» Provided records:
________________

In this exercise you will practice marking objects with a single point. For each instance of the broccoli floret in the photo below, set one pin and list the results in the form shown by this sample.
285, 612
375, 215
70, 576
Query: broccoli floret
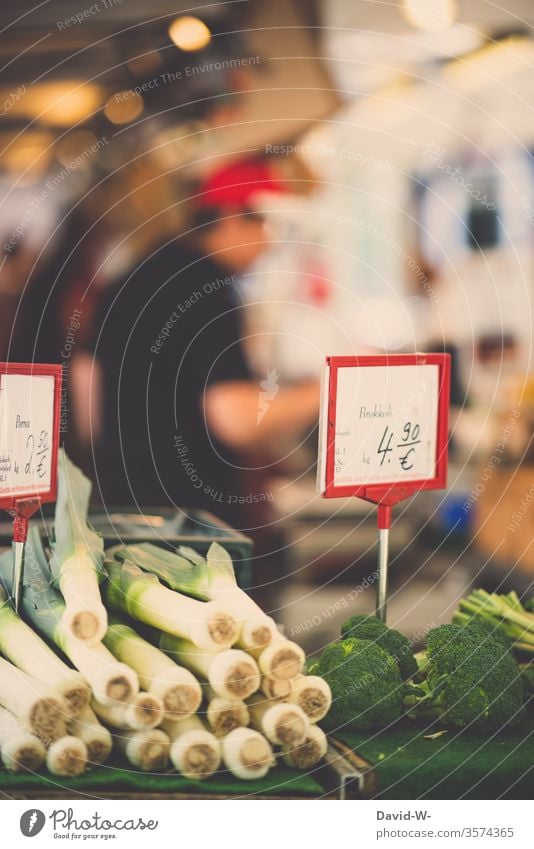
366, 686
392, 641
471, 680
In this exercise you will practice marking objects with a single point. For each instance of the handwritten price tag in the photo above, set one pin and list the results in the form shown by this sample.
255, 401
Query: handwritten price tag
29, 432
383, 424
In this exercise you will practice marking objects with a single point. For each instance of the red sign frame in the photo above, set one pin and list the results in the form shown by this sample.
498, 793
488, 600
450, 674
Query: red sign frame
389, 494
26, 505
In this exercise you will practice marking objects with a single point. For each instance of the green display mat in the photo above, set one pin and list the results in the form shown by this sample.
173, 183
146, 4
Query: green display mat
453, 766
121, 781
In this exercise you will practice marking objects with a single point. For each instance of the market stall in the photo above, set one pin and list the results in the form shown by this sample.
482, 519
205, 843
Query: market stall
134, 664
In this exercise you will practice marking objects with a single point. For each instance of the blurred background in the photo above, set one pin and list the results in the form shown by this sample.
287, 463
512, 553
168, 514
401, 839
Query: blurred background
388, 149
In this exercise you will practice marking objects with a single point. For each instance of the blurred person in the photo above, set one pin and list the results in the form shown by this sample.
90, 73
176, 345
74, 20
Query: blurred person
180, 407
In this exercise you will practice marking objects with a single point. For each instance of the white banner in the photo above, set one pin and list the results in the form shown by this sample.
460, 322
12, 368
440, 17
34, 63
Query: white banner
200, 824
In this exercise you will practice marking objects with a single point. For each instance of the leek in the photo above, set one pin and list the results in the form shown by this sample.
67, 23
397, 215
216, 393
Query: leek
97, 739
144, 711
38, 707
44, 608
309, 752
232, 674
110, 680
78, 556
177, 688
195, 751
21, 645
147, 750
67, 757
20, 750
223, 715
209, 581
207, 625
312, 694
247, 754
282, 724
281, 659
276, 688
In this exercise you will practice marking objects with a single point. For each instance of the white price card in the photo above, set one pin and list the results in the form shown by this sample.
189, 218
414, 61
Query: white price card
383, 424
27, 423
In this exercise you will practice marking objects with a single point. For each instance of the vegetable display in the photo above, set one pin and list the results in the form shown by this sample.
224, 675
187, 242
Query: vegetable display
78, 556
21, 645
182, 670
505, 615
141, 595
170, 673
367, 689
470, 679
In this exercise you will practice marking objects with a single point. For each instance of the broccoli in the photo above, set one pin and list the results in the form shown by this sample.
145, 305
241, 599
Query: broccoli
470, 679
392, 641
367, 691
504, 613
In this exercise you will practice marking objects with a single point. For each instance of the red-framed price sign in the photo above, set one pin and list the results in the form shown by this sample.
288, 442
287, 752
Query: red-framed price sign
383, 433
29, 439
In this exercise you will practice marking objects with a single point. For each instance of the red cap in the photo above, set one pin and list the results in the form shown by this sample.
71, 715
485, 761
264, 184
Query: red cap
235, 185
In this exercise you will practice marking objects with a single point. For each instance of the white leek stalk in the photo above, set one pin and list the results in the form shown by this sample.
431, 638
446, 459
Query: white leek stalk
96, 738
283, 724
44, 608
281, 659
110, 680
23, 647
67, 757
78, 556
144, 711
40, 708
312, 694
257, 629
195, 751
223, 715
232, 673
276, 688
308, 754
147, 750
206, 624
247, 754
20, 750
208, 580
177, 688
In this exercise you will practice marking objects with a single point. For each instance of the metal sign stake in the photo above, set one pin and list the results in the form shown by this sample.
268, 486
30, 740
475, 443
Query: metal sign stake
384, 522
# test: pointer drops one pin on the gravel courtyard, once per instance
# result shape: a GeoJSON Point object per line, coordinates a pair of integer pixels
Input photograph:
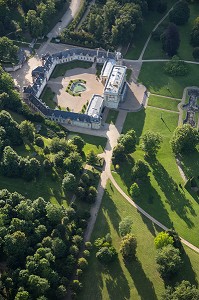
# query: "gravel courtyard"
{"type": "Point", "coordinates": [75, 103]}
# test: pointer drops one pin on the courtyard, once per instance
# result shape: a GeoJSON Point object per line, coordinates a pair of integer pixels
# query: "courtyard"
{"type": "Point", "coordinates": [75, 103]}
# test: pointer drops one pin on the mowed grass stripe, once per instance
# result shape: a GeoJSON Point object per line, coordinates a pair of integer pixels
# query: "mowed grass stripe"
{"type": "Point", "coordinates": [165, 103]}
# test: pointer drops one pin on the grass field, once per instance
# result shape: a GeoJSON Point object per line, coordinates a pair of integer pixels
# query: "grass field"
{"type": "Point", "coordinates": [61, 69]}
{"type": "Point", "coordinates": [47, 97]}
{"type": "Point", "coordinates": [162, 102]}
{"type": "Point", "coordinates": [154, 48]}
{"type": "Point", "coordinates": [141, 35]}
{"type": "Point", "coordinates": [95, 143]}
{"type": "Point", "coordinates": [139, 279]}
{"type": "Point", "coordinates": [152, 75]}
{"type": "Point", "coordinates": [159, 196]}
{"type": "Point", "coordinates": [112, 116]}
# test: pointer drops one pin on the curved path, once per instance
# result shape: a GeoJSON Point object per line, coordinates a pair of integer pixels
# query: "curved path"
{"type": "Point", "coordinates": [111, 132]}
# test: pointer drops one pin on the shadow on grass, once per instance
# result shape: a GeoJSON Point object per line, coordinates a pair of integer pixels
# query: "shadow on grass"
{"type": "Point", "coordinates": [110, 209]}
{"type": "Point", "coordinates": [175, 197]}
{"type": "Point", "coordinates": [151, 202]}
{"type": "Point", "coordinates": [190, 165]}
{"type": "Point", "coordinates": [141, 280]}
{"type": "Point", "coordinates": [187, 272]}
{"type": "Point", "coordinates": [135, 120]}
{"type": "Point", "coordinates": [116, 284]}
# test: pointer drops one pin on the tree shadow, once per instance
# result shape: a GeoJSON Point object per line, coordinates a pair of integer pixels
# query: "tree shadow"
{"type": "Point", "coordinates": [117, 285]}
{"type": "Point", "coordinates": [150, 201]}
{"type": "Point", "coordinates": [175, 197]}
{"type": "Point", "coordinates": [136, 121]}
{"type": "Point", "coordinates": [190, 166]}
{"type": "Point", "coordinates": [141, 280]}
{"type": "Point", "coordinates": [110, 208]}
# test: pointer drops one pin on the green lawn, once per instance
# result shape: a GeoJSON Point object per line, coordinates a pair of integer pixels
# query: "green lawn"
{"type": "Point", "coordinates": [162, 102]}
{"type": "Point", "coordinates": [47, 97]}
{"type": "Point", "coordinates": [159, 196]}
{"type": "Point", "coordinates": [154, 49]}
{"type": "Point", "coordinates": [95, 143]}
{"type": "Point", "coordinates": [112, 116]}
{"type": "Point", "coordinates": [141, 35]}
{"type": "Point", "coordinates": [152, 75]}
{"type": "Point", "coordinates": [136, 280]}
{"type": "Point", "coordinates": [61, 69]}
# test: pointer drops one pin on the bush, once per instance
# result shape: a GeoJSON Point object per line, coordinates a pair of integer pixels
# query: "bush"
{"type": "Point", "coordinates": [134, 190]}
{"type": "Point", "coordinates": [162, 6]}
{"type": "Point", "coordinates": [196, 53]}
{"type": "Point", "coordinates": [180, 13]}
{"type": "Point", "coordinates": [176, 67]}
{"type": "Point", "coordinates": [106, 254]}
{"type": "Point", "coordinates": [39, 142]}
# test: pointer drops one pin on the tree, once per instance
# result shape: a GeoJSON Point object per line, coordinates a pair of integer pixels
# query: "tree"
{"type": "Point", "coordinates": [140, 170]}
{"type": "Point", "coordinates": [82, 263]}
{"type": "Point", "coordinates": [35, 24]}
{"type": "Point", "coordinates": [38, 285]}
{"type": "Point", "coordinates": [128, 246]}
{"type": "Point", "coordinates": [10, 162]}
{"type": "Point", "coordinates": [134, 190]}
{"type": "Point", "coordinates": [106, 254]}
{"type": "Point", "coordinates": [128, 140]}
{"type": "Point", "coordinates": [118, 154]}
{"type": "Point", "coordinates": [8, 51]}
{"type": "Point", "coordinates": [69, 182]}
{"type": "Point", "coordinates": [79, 143]}
{"type": "Point", "coordinates": [125, 226]}
{"type": "Point", "coordinates": [59, 248]}
{"type": "Point", "coordinates": [39, 142]}
{"type": "Point", "coordinates": [180, 13]}
{"type": "Point", "coordinates": [54, 213]}
{"type": "Point", "coordinates": [195, 33]}
{"type": "Point", "coordinates": [176, 67]}
{"type": "Point", "coordinates": [196, 53]}
{"type": "Point", "coordinates": [182, 291]}
{"type": "Point", "coordinates": [92, 158]}
{"type": "Point", "coordinates": [22, 295]}
{"type": "Point", "coordinates": [151, 143]}
{"type": "Point", "coordinates": [73, 163]}
{"type": "Point", "coordinates": [169, 261]}
{"type": "Point", "coordinates": [27, 130]}
{"type": "Point", "coordinates": [163, 239]}
{"type": "Point", "coordinates": [170, 40]}
{"type": "Point", "coordinates": [185, 139]}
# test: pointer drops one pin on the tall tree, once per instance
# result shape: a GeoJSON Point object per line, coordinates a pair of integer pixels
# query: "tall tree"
{"type": "Point", "coordinates": [171, 40]}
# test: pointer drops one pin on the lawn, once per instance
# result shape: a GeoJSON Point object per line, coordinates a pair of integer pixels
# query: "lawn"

________________

Make an exact copy of every line from the one with "# test: pointer drops one pin on the tall" to the end of the data, with the first and last of those lines included.

# test: pointer drops one pin on the tall tree, once per instance
# result shape: a GeoJSON Point object per line, coordinates a pair of integer pixels
# query: "tall tree"
{"type": "Point", "coordinates": [171, 40]}
# test: pointer drops one pin on the lawn, once per instance
# result shape: a GeoJSON Point object per line, coordinates a pair of integer pixels
# query: "lawn"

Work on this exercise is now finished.